• [Task to complete] Starting with the line containing "Target: black shoe" and going on through the end of the records, turn those lines into a JSON list of strings with one string per line and blank lines left out.
---------- Stored records
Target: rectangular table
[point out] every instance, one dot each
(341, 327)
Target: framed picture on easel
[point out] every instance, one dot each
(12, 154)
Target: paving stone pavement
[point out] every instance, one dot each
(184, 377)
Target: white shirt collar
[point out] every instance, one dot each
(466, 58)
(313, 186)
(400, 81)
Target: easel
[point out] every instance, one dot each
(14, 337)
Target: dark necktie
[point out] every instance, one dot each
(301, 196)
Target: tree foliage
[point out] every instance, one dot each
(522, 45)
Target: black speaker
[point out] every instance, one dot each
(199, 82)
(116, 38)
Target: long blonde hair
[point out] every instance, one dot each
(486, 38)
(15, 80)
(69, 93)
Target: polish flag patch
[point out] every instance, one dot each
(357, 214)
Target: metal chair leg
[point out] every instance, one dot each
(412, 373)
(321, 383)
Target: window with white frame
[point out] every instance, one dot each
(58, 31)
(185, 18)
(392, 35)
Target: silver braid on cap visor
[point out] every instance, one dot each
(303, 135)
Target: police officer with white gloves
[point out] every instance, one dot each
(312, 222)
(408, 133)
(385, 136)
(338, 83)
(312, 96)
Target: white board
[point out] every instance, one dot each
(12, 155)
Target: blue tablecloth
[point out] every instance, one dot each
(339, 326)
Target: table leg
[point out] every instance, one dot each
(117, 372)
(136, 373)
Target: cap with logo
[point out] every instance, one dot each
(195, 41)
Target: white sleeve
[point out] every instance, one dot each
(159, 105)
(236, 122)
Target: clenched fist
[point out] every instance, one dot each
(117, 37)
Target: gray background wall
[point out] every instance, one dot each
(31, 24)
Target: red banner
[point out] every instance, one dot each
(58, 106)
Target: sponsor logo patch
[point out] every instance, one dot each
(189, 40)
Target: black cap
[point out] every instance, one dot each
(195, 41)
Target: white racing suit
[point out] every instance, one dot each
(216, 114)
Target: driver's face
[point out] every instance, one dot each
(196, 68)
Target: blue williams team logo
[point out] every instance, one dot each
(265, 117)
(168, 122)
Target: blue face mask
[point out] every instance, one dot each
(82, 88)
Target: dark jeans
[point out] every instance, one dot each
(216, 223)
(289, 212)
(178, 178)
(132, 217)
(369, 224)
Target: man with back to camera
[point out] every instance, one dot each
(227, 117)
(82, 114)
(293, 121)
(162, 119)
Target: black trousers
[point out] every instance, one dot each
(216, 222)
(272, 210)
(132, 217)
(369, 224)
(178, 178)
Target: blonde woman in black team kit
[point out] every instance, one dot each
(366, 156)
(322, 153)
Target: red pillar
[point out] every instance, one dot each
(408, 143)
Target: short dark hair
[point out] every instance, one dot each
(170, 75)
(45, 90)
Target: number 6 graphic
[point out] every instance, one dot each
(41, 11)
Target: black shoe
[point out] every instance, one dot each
--------------------
• [Written reply]
[
  "Target: black shoe",
  "[point out] every instance, one dot each"
]